Raw records:
⟨
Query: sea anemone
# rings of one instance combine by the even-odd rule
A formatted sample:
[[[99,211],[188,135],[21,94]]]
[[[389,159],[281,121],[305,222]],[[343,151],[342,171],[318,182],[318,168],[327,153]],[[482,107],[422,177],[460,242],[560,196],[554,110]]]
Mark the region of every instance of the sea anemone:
⟩
Please copy every one of the rows above, reproducing each line without any change.

Query: sea anemone
# rings of one instance combine by the even-odd rule
A formatted sample:
[[[99,211],[188,135],[21,94]]]
[[[389,159],[281,121],[305,222]],[[343,151],[342,171],[318,182],[318,168],[327,153]],[[482,107],[422,177],[460,242],[560,196],[554,110]]]
Mark the region of every instance of the sea anemone:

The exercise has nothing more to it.